§ **WORK INSTRUCTIONS**
Reproduce the listing below without any change.

+++ RECORDS TO PROCESS +++

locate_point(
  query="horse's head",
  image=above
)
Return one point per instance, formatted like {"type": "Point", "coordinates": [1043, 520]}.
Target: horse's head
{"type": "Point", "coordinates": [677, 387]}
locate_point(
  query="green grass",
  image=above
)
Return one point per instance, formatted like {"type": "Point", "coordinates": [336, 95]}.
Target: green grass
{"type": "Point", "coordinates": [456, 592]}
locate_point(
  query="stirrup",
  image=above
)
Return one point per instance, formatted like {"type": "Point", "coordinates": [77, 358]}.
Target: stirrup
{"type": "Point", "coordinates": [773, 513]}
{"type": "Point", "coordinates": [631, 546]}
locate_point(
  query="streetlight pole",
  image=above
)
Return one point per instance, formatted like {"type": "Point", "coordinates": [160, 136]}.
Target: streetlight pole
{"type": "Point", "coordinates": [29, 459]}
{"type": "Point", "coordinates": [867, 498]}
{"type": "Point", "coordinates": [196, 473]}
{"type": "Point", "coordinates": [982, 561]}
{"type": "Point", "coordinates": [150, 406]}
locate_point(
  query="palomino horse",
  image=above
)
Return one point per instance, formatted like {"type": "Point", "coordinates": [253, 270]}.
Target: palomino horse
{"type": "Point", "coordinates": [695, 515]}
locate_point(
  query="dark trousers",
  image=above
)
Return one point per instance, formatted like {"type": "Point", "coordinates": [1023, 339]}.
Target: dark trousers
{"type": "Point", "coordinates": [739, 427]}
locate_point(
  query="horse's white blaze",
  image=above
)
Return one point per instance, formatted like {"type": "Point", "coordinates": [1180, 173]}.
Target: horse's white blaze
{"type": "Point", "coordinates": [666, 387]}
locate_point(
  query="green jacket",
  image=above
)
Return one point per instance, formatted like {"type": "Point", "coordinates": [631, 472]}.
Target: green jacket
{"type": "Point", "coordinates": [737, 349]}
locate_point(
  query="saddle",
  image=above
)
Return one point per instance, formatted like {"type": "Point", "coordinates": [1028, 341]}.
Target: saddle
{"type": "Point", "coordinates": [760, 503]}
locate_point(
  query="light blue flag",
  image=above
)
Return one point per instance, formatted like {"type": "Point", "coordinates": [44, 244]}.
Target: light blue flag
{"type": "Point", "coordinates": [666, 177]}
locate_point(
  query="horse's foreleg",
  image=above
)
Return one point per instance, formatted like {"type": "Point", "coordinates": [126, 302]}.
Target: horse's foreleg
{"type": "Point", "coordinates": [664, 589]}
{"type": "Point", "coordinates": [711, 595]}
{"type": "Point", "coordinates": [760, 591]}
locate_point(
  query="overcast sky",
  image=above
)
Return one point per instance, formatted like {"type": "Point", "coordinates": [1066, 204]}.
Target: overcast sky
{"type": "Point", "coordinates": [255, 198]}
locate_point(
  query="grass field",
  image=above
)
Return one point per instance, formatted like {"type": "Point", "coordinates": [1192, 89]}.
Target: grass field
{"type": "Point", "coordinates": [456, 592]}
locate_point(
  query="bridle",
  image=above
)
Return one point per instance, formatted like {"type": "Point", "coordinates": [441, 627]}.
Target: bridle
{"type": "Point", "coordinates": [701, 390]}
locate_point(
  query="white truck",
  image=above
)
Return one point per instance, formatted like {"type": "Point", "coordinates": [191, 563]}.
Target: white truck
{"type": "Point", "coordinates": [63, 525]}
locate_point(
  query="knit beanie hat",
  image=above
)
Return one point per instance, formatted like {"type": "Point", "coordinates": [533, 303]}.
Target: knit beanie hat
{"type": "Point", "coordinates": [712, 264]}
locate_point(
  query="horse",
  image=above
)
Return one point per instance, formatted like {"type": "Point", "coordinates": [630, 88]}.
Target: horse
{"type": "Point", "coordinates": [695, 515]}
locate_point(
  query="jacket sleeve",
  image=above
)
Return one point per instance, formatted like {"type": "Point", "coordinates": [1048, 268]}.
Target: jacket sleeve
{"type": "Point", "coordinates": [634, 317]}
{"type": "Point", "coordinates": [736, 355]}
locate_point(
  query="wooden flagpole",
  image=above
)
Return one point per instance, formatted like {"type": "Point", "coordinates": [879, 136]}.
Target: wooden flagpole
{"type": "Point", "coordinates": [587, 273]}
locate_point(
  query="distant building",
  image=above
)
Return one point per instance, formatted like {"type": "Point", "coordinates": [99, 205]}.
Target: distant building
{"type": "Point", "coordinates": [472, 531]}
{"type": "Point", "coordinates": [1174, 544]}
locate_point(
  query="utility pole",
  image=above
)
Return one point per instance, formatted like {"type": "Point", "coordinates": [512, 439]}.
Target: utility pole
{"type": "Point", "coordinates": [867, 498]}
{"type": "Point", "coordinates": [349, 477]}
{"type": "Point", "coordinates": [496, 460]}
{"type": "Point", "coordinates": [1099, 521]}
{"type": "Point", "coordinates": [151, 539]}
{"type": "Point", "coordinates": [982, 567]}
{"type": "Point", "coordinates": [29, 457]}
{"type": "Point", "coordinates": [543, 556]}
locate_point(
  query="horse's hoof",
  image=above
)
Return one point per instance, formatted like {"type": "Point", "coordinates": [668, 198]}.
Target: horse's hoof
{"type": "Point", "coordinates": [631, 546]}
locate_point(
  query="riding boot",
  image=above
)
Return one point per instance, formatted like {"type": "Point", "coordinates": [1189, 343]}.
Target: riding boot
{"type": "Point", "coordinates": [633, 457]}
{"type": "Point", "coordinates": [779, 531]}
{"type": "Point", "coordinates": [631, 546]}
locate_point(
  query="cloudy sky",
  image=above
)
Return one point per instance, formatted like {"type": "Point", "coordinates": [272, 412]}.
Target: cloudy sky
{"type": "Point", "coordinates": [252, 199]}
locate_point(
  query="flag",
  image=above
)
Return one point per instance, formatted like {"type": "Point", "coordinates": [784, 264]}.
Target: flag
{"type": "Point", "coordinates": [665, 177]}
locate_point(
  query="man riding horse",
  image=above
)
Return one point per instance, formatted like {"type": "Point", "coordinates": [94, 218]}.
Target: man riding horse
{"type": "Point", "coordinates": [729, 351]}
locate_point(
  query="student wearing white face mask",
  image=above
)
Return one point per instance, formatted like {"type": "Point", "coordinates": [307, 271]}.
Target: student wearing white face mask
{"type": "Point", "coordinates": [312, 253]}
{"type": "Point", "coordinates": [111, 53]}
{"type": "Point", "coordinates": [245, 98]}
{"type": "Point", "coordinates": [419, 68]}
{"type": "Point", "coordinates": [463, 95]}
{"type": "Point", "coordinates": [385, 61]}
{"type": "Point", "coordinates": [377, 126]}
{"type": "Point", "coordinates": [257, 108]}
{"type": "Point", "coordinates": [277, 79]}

+++

§ **TASK RESULT**
locate_point(
  query="horse's head",
  image=above
)
Return one point per instance, formatted like {"type": "Point", "coordinates": [1043, 520]}.
Target: horse's head
{"type": "Point", "coordinates": [677, 387]}
locate_point(
  query="green grass",
  image=above
)
Return one point per instance, formatted like {"type": "Point", "coordinates": [336, 95]}.
Target: green grass
{"type": "Point", "coordinates": [456, 592]}
locate_point(
  query="stirrup",
  image=above
)
Return one point per instance, formatted like {"type": "Point", "coordinates": [77, 358]}.
Target: stirrup
{"type": "Point", "coordinates": [773, 513]}
{"type": "Point", "coordinates": [631, 546]}
locate_point(
  query="streetlight pole",
  image=above
)
Return one point per instance, formatted like {"type": "Point", "coordinates": [160, 136]}.
Target: streetlight pole
{"type": "Point", "coordinates": [29, 459]}
{"type": "Point", "coordinates": [867, 498]}
{"type": "Point", "coordinates": [196, 473]}
{"type": "Point", "coordinates": [982, 561]}
{"type": "Point", "coordinates": [150, 406]}
locate_point(
  query="palomino horse",
  image=above
)
Return one point per instance, formatted like {"type": "Point", "coordinates": [253, 270]}.
Target: palomino horse
{"type": "Point", "coordinates": [695, 515]}
locate_point(
  query="dark trousers",
  image=above
)
Return one point per instance, formatted like {"type": "Point", "coordinates": [1023, 339]}.
Target: dark trousers
{"type": "Point", "coordinates": [739, 427]}
locate_point(
  query="horse's white blaze",
  image=above
)
Return one point per instance, formatted like {"type": "Point", "coordinates": [1180, 173]}.
Target: horse's white blaze
{"type": "Point", "coordinates": [666, 387]}
locate_point(
  query="green jacket",
  image=above
)
Return one point per instance, formatted like {"type": "Point", "coordinates": [631, 472]}.
Target: green jacket
{"type": "Point", "coordinates": [737, 349]}
locate_point(
  query="saddle",
  image=above
)
Return one point per instance, formatted like {"type": "Point", "coordinates": [1028, 341]}.
Target: saddle
{"type": "Point", "coordinates": [760, 503]}
locate_point(
  query="light blue flag",
  image=above
)
Return one point per instance, formatted like {"type": "Point", "coordinates": [44, 244]}.
Target: light blue flag
{"type": "Point", "coordinates": [666, 177]}
locate_point(
  query="horse's foreleg",
  image=above
)
Return one point per instance, formatted like {"type": "Point", "coordinates": [126, 302]}.
Target: horse's foreleg
{"type": "Point", "coordinates": [664, 589]}
{"type": "Point", "coordinates": [711, 595]}
{"type": "Point", "coordinates": [760, 591]}
locate_point(
  query="overcast sky",
  image=above
)
Return one point per instance, formatted like {"type": "Point", "coordinates": [1066, 204]}.
Target: overcast sky
{"type": "Point", "coordinates": [255, 198]}
locate_point(
  query="grass field",
  image=above
)
Return one point per instance, formatted like {"type": "Point", "coordinates": [1192, 89]}.
Target: grass field
{"type": "Point", "coordinates": [456, 592]}
locate_point(
  query="bridle",
  image=above
)
Return one point per instance, formatted like {"type": "Point", "coordinates": [441, 627]}.
Target: bridle
{"type": "Point", "coordinates": [701, 390]}
locate_point(
  query="white truck",
  image=above
)
Return one point per instance, formatted like {"type": "Point", "coordinates": [191, 563]}.
Target: white truck
{"type": "Point", "coordinates": [63, 525]}
locate_point(
  query="knit beanie hat",
  image=above
)
Return one point per instance, formatted like {"type": "Point", "coordinates": [533, 303]}.
Target: knit beanie hat
{"type": "Point", "coordinates": [712, 264]}
locate_point(
  query="horse",
  image=above
)
Return one point per instance, formatted like {"type": "Point", "coordinates": [630, 88]}.
Target: horse
{"type": "Point", "coordinates": [695, 515]}
locate_point(
  query="jacket sleeve",
  image=above
)
Return one point per instance, formatted like {"type": "Point", "coordinates": [1048, 268]}.
Target: jacket sleeve
{"type": "Point", "coordinates": [634, 317]}
{"type": "Point", "coordinates": [736, 355]}
locate_point(
  query="wooden flagpole",
  image=above
)
Return one point per instance, formatted like {"type": "Point", "coordinates": [879, 136]}.
Target: wooden flagpole
{"type": "Point", "coordinates": [587, 273]}
locate_point(
  query="distant building",
  image=above
)
Return one point per instance, formatted like {"type": "Point", "coordinates": [99, 205]}.
Target: distant building
{"type": "Point", "coordinates": [472, 531]}
{"type": "Point", "coordinates": [1174, 544]}
locate_point(
  query="utility pole",
  image=above
)
Return one point per instance, formatted like {"type": "Point", "coordinates": [512, 439]}.
Target: utility pole
{"type": "Point", "coordinates": [867, 498]}
{"type": "Point", "coordinates": [349, 477]}
{"type": "Point", "coordinates": [496, 460]}
{"type": "Point", "coordinates": [1099, 521]}
{"type": "Point", "coordinates": [151, 539]}
{"type": "Point", "coordinates": [982, 567]}
{"type": "Point", "coordinates": [29, 457]}
{"type": "Point", "coordinates": [543, 556]}
locate_point(
  query="horse's hoof",
  image=above
)
Return one point per instance, formatted like {"type": "Point", "coordinates": [668, 198]}.
Target: horse's hoof
{"type": "Point", "coordinates": [631, 546]}
locate_point(
  query="riding boot",
  image=above
)
Return one point per instance, formatted like {"type": "Point", "coordinates": [1189, 343]}.
Target: riding boot
{"type": "Point", "coordinates": [633, 457]}
{"type": "Point", "coordinates": [779, 531]}
{"type": "Point", "coordinates": [631, 546]}
locate_point(
  query="cloudy sky",
  image=above
)
Return one point per instance, formatted like {"type": "Point", "coordinates": [272, 412]}.
Target: cloudy sky
{"type": "Point", "coordinates": [252, 199]}
locate_point(
  query="flag",
  image=above
)
Return one point per instance, formatted like {"type": "Point", "coordinates": [784, 264]}.
Target: flag
{"type": "Point", "coordinates": [665, 177]}
locate_point(
  query="man riding horse",
  image=above
)
Return one point per instance, formatted like {"type": "Point", "coordinates": [94, 218]}.
Target: man riding horse
{"type": "Point", "coordinates": [729, 351]}
locate_point(
  query="student wearing white face mask",
  image=above
)
Return one point per instance, formatted like {"type": "Point", "coordinates": [307, 271]}.
Target: student wearing white face mask
{"type": "Point", "coordinates": [312, 253]}
{"type": "Point", "coordinates": [111, 53]}
{"type": "Point", "coordinates": [245, 98]}
{"type": "Point", "coordinates": [419, 68]}
{"type": "Point", "coordinates": [463, 95]}
{"type": "Point", "coordinates": [385, 61]}
{"type": "Point", "coordinates": [377, 126]}
{"type": "Point", "coordinates": [257, 108]}
{"type": "Point", "coordinates": [277, 79]}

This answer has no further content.